| WHAT YOU NEED TO DO |
Copy out the lines of the items word for word, starting at the line that contains "Guideline: for each instance of the deer hind" and continuing through the last line of the items.

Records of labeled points
──────────

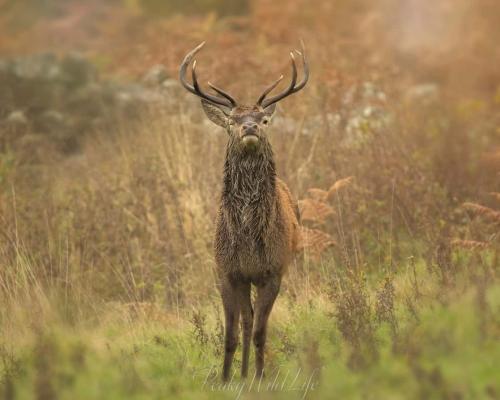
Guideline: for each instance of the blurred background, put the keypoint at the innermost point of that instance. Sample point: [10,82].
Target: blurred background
[110,177]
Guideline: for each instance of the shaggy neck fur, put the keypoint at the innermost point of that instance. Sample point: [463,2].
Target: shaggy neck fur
[249,189]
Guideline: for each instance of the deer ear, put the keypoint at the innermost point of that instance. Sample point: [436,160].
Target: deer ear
[214,113]
[269,111]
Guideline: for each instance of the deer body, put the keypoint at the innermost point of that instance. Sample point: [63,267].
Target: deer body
[257,225]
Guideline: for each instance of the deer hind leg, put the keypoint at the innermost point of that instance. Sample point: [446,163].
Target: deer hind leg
[247,324]
[266,295]
[230,297]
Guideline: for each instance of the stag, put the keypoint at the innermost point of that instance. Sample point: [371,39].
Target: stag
[257,228]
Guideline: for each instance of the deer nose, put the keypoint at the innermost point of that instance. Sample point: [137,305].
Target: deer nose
[249,128]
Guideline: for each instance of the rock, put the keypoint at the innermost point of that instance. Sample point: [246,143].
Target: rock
[155,76]
[77,71]
[17,118]
[36,67]
[51,121]
[426,93]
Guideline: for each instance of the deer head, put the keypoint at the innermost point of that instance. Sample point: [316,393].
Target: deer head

──────────

| FINISHED ANSWER |
Guideline: for each instance of the deer hind leg, put the keypoint at the innermost point of that instance. Sample point: [446,163].
Target: deer hind leg
[247,324]
[266,295]
[230,297]
Guideline: for each instance of the stag, put the keypoint at the innermost point of that instance. Sample point: [371,39].
Target: stag
[257,228]
Guideline: for each instance of the deer nose, put the keypoint at the innermost point of that instance. Sample point: [137,305].
Target: deer nose
[249,128]
Guideline: for each instance of the rock, put the keypoint at the innermost point of that instance. Sample point: [246,143].
Target: rock
[155,76]
[77,71]
[17,118]
[36,67]
[51,121]
[426,93]
Guideline: for each instance of the deer head, put the keypoint at the innermost point of that instance. Sample point: [316,393].
Target: deer head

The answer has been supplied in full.